Point localization data:
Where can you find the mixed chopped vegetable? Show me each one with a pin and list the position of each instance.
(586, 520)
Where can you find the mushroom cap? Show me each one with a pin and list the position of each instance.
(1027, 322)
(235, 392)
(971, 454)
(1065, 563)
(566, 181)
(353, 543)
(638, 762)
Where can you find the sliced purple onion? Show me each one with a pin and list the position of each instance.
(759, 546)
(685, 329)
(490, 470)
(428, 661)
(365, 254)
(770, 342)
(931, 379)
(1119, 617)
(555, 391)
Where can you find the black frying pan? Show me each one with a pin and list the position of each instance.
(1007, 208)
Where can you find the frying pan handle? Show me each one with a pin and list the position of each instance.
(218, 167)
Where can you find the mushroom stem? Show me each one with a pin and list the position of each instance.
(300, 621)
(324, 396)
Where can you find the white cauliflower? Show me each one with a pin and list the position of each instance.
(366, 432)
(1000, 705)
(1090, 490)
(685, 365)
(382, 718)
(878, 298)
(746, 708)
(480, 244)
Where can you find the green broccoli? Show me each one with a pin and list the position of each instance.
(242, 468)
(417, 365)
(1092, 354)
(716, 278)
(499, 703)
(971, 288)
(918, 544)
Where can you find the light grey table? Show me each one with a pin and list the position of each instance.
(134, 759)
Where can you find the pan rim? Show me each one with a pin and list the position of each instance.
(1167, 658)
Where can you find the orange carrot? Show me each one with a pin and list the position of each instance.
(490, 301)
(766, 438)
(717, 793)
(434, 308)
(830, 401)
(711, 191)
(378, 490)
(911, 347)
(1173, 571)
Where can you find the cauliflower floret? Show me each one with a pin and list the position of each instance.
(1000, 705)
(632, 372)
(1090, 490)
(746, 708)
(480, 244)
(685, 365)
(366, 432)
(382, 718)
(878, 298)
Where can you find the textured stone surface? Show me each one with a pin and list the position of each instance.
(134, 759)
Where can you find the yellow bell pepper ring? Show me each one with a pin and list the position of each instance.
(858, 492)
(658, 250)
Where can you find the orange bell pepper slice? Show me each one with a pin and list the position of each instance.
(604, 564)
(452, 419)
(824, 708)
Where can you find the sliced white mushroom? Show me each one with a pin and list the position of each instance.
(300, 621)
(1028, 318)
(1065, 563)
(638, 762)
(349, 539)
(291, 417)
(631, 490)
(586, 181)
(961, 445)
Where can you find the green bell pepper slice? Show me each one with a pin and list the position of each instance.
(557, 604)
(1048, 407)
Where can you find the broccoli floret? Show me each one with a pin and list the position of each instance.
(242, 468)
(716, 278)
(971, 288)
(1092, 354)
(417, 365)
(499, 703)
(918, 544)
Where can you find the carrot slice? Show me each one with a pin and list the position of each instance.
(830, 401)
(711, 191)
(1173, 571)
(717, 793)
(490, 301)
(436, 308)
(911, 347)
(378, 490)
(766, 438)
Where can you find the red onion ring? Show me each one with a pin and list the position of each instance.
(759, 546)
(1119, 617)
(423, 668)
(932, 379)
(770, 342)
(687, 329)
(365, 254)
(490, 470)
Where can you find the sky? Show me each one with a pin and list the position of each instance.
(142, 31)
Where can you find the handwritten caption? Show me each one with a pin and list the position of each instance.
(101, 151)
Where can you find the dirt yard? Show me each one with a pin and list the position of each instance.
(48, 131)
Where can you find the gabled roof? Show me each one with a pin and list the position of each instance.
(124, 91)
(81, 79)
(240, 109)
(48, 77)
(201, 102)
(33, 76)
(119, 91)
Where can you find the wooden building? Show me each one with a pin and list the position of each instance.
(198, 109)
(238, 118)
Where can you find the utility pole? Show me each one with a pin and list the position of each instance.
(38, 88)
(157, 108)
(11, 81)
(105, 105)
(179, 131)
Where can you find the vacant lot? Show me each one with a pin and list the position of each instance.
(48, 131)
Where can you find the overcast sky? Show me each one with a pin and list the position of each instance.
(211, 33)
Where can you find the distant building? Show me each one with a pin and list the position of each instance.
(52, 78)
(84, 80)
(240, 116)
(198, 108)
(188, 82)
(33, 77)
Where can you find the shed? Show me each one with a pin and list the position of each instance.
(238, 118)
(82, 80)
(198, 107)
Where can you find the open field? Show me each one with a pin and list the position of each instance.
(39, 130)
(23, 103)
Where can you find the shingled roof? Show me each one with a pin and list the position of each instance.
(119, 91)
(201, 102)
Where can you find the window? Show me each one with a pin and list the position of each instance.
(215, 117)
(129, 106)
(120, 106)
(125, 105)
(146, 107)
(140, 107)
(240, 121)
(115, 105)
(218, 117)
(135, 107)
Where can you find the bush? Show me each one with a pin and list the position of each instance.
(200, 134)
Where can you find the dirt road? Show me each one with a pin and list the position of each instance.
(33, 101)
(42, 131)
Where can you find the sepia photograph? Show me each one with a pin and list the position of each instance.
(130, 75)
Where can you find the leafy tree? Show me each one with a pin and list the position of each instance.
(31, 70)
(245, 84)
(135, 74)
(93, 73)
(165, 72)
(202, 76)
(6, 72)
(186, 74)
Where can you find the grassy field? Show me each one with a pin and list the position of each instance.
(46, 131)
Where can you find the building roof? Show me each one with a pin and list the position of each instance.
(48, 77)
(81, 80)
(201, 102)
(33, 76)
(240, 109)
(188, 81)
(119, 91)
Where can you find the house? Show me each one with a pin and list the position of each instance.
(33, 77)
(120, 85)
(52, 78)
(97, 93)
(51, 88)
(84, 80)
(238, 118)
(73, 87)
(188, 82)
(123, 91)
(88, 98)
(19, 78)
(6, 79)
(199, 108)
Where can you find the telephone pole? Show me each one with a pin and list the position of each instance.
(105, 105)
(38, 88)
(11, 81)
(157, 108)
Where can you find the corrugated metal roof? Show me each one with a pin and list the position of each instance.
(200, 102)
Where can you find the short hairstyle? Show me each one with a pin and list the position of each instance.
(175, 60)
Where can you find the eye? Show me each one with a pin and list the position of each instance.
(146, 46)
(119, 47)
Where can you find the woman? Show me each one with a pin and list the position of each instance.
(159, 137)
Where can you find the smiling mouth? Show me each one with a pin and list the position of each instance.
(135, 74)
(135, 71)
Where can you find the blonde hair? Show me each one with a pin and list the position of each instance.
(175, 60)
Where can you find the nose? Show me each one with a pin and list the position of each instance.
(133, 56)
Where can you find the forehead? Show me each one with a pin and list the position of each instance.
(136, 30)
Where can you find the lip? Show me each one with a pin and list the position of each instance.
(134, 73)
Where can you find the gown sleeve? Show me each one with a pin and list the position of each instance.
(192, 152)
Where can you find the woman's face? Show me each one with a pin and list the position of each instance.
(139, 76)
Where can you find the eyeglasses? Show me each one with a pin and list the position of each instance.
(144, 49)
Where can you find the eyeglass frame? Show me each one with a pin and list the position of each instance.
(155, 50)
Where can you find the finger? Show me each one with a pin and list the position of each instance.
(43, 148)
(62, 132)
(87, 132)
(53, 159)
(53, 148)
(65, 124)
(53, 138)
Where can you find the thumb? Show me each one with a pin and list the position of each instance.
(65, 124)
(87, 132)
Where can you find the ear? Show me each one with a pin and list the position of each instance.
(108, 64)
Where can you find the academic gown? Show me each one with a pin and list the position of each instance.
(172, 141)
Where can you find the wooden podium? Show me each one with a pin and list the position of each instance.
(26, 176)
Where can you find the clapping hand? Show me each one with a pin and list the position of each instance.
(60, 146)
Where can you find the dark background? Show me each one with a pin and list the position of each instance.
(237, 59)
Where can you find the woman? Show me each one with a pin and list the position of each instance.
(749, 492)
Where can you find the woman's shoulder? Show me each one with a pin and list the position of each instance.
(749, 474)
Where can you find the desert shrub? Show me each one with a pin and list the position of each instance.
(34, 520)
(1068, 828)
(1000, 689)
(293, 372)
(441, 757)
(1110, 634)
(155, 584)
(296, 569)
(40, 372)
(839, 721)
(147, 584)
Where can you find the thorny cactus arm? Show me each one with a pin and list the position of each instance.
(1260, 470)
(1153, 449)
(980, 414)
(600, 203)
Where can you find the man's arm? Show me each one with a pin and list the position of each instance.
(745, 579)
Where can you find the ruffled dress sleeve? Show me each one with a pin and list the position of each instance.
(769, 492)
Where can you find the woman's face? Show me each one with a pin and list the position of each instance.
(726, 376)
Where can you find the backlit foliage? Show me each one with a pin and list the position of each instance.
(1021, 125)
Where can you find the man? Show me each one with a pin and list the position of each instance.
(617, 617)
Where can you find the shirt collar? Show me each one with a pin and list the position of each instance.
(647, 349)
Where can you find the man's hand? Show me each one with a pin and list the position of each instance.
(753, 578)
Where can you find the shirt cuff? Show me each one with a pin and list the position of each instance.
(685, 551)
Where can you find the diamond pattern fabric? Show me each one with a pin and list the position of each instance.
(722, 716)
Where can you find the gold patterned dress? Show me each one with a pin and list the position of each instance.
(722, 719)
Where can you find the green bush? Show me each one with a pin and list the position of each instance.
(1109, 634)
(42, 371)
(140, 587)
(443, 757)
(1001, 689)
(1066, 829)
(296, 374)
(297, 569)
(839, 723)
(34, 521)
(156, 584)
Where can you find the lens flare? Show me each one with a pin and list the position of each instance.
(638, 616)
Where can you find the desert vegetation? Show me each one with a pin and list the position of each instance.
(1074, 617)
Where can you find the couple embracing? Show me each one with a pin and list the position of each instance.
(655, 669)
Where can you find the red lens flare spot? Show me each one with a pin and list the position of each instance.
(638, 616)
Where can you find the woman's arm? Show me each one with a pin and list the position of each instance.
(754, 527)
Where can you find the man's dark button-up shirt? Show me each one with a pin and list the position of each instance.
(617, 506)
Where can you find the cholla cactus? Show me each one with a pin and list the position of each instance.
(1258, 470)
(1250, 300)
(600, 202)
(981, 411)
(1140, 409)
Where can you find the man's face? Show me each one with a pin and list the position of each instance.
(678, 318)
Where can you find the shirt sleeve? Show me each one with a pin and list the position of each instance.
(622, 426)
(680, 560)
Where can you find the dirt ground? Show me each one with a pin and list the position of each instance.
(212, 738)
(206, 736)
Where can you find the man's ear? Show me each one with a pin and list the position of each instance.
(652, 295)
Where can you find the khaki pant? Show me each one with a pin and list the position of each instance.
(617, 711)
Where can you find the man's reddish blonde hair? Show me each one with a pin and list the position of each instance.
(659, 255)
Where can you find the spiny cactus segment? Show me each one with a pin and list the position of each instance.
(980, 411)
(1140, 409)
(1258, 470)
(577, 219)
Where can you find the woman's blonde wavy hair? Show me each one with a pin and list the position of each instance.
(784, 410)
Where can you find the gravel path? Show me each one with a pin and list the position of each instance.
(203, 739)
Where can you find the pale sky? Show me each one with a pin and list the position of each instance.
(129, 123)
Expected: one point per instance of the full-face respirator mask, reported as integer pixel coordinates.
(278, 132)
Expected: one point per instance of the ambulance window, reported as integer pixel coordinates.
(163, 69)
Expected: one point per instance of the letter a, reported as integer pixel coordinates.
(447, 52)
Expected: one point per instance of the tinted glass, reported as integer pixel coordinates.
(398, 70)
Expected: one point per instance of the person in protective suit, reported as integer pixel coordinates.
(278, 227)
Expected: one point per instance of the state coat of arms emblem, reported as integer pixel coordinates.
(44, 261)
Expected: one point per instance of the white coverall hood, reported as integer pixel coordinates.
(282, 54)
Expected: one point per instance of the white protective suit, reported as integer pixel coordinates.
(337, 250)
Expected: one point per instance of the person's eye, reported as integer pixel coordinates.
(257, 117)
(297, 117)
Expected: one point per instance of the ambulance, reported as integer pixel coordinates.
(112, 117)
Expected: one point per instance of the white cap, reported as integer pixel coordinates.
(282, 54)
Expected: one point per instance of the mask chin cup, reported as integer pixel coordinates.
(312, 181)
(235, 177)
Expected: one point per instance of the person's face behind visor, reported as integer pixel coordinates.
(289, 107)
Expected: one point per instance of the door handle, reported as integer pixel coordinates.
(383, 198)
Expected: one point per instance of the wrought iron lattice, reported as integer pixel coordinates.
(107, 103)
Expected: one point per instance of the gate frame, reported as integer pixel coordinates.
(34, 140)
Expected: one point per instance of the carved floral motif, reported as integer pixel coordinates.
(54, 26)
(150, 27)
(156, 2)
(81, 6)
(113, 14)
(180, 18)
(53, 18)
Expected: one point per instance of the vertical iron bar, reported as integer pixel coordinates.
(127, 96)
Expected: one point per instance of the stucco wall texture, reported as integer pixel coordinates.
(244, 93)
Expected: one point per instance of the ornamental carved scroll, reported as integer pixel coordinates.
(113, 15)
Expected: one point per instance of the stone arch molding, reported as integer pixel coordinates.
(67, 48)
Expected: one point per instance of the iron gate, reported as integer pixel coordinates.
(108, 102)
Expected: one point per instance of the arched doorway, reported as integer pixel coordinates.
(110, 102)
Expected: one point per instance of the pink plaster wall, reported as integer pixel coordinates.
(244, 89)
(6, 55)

◆ **Requirement**: The task here is to output the line with "Expected: one point per instance of the carved" and all lines after it to the end of the records above, exactly and only those.

◆ **Response**:
Expected: one point per instance of the carved floral motif, reported as integer pixel coordinates.
(54, 26)
(150, 27)
(156, 2)
(81, 6)
(113, 14)
(180, 18)
(53, 18)
Expected: one point per instance of the vertical iron bar, reported as integer pixel coordinates.
(127, 96)
Expected: one point per instance of the stucco wall texture, reported as integer pixel coordinates.
(244, 93)
Expected: one point per instance of the ornamental carved scroll, reported as integer pixel coordinates.
(113, 15)
Expected: one point per instance of the stone arch molding, reported as integer pixel coordinates.
(67, 48)
Expected: one point per instance of the iron gate, reported as integer pixel coordinates.
(108, 102)
Expected: one point per instance of the arched doorway, reported as integer pixel coordinates.
(110, 102)
Expected: one point per instance of the pink plaster wall, reported as integer pixel coordinates.
(244, 89)
(6, 55)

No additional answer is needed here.